### Job item A
In the Hive mailing-list thread, which setting does Zheng Shao say will make Group By run as only one map-reduce job?
### Job item B
Quote the Hive mailing-list thread word for word, starting with "which provides orders" and going on through "will they be?".

### Text under study
....................
You are viewing a plain text version of this content. The canonical link for it is here.

Posted to user@hive.apache.org by Shirley Cohen <sc...@cs.utexas.edu> on 2008/12/20 17:48:44 UTC

question about mapred translation

Hi,

I'm just getting started with Hive. I was wondering if anyone can tell 
me how Hive would translate the following SQL query into MapReduce:

select distinct track, count(track)
from music
where date_listened between '12-10-2008' and '12-11-2008'
group by user
order by count(track) desc

How many mapred jobs would it use? How would the map and red functions 
looks like? Also, does Hive have a utility that gives you this information?

Thanks,

Shirley

Re: question about mapred translation

Posted by Zheng Shao <zs...@gmail.com>.

Hi Shirley,

We can do Group By (without a distinct clause) in both 1 and 2 map-reduce
jobs.
If you "set hive.map.aggr=true", we will only have 1 map-reduce jobs.

For "Order By", as Ashish said, we already have a similar clause "Sort by"
which provides orders in each of the reducers. Can you let us know what is
your use case? It's very possible that we can already achieve what you want
by "sort by" and "limit" clauses.

Zheng

On Mon, Dec 22, 2008 at 11:08 AM, Shirley Cohen <sc...@cs.utexas.edu>wrote:

> Hi Jeff and Ashish,
>
> Thanks for your response. Basically, what I was curious about is how Hive
> implements group by operations. Does it do so in one or two map reduce
> stages? Also, are order by's supported in the current version? If not, when
> will they be?
>
> I haven't had a chance to play with Hive yet, but I intend to do so pretty
> soon :))
>
> Shirley
>
> Ashish Thusoo wrote:
>
>> Hi Shirley,
>>  I think this query would give you an error currently, for two reasons:
>>  1. The select list does not contain the group by column and distinct
>> track group by user is indeterminate - what value of track do you want to
>> report here on the group of users?
>> 2. We do not have order by yet though you can sort of simulate it with a
>> sort by clause and 1 reducer.
>>  Can you explain more in terms of what you want the SQL to achieve?
....................
### Data for review
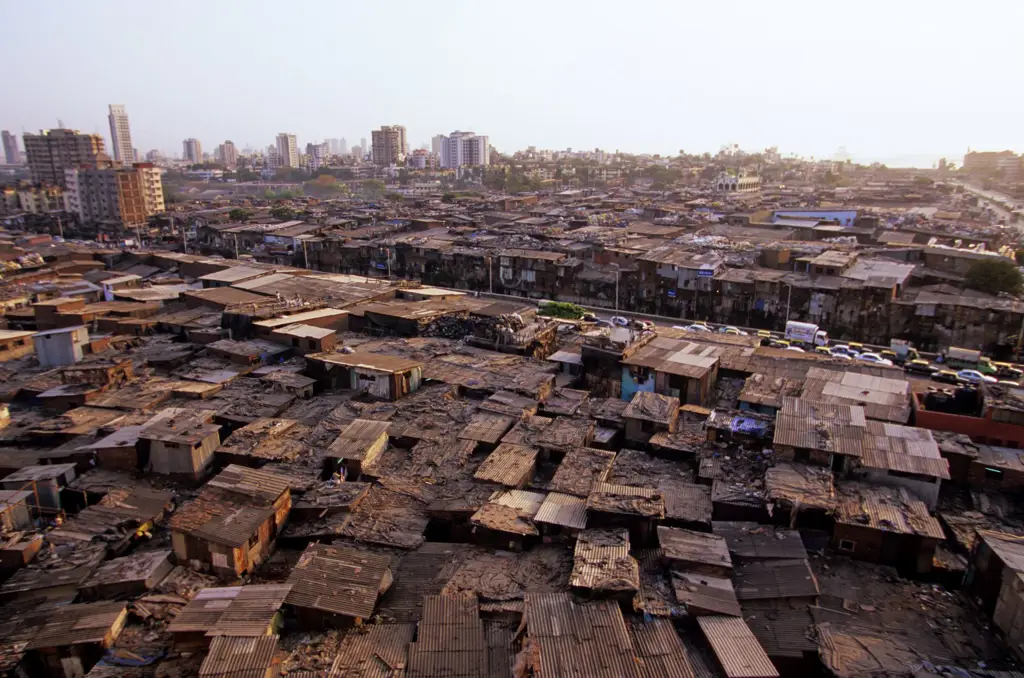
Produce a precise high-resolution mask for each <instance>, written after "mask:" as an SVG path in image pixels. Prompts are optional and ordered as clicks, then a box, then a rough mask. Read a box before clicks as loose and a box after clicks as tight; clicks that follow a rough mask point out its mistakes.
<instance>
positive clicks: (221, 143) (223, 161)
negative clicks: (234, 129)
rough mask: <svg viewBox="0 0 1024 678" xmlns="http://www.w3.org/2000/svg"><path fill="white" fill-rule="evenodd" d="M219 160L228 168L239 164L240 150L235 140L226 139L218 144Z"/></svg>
....................
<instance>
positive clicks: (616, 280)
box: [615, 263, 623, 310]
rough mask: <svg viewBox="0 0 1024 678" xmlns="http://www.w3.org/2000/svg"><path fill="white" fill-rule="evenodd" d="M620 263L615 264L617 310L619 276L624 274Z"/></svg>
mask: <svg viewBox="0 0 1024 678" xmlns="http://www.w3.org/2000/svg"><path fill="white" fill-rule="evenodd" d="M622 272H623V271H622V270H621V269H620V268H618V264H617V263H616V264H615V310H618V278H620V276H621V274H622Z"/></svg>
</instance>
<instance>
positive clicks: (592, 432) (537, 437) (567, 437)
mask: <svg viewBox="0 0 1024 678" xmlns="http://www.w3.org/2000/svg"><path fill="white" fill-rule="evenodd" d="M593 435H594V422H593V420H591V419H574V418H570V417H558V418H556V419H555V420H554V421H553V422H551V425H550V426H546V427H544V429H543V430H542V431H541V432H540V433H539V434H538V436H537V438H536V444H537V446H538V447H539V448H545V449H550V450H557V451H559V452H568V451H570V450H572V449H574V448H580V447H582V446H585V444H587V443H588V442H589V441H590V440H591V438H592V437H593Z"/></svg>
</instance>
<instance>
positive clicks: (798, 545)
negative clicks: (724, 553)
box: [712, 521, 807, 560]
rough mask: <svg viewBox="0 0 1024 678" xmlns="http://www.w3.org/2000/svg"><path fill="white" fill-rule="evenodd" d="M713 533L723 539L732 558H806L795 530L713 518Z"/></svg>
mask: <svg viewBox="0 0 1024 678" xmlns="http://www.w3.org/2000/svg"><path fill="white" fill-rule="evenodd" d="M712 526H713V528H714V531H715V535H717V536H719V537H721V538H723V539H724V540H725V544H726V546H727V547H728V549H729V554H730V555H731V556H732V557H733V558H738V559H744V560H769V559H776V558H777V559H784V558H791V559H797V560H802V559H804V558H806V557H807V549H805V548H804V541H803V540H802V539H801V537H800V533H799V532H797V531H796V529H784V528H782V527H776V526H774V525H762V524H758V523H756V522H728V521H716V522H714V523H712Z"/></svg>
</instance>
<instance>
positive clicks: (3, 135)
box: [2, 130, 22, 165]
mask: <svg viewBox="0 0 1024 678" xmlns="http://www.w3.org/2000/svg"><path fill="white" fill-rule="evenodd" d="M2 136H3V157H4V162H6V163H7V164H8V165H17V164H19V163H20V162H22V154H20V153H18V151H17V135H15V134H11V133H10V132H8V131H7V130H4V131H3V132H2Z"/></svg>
....................
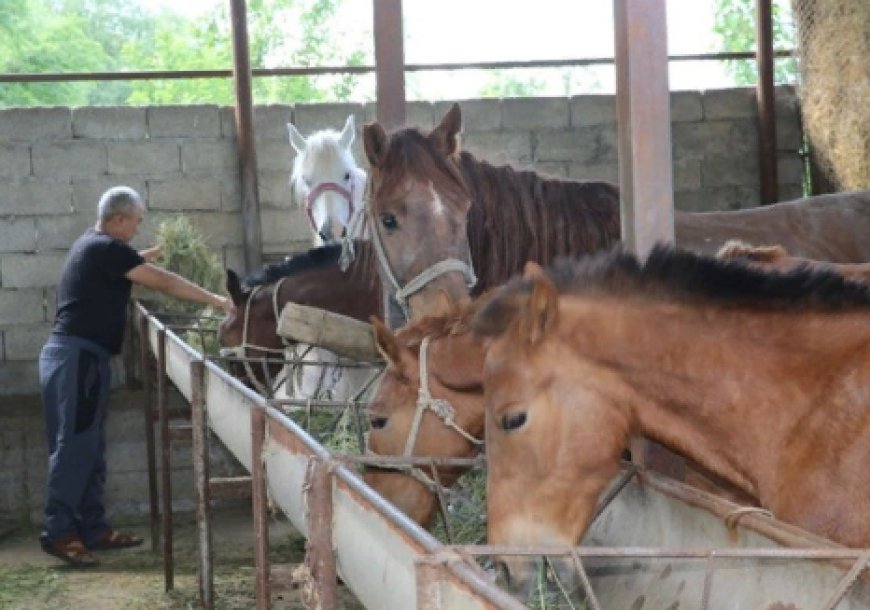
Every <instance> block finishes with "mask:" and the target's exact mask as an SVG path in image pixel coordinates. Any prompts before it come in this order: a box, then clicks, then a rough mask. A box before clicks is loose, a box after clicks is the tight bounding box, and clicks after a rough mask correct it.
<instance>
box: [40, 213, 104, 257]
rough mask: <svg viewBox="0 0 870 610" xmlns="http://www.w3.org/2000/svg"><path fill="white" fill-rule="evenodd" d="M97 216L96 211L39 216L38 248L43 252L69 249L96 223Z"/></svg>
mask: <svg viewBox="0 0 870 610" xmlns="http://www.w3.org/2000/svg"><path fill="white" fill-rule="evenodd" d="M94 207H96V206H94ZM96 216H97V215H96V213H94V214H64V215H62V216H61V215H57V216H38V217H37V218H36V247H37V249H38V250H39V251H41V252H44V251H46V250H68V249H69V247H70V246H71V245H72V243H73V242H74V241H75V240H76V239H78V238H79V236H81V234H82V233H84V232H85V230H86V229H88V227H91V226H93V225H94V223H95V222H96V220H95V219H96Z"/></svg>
....................
### Answer section A
Setting "hive.map.aggr=true" gives only one map-reduce job.

### Answer section B
which provides orders in each of the reducers. Can you let us know what is
your use case? It's very possible that we can already achieve what you want
by "sort by" and "limit" clauses.

Zheng

On Mon, Dec 22, 2008 at 11:08 AM, Shirley Cohen <sc...@cs.utexas.edu>wrote:

> Hi Jeff and Ashish,
>
> Thanks for your response. Basically, what I was curious about is how Hive
> implements group by operations. Does it do so in one or two map reduce
> stages? Also, are order by's supported in the current version? If not, when
> will they be?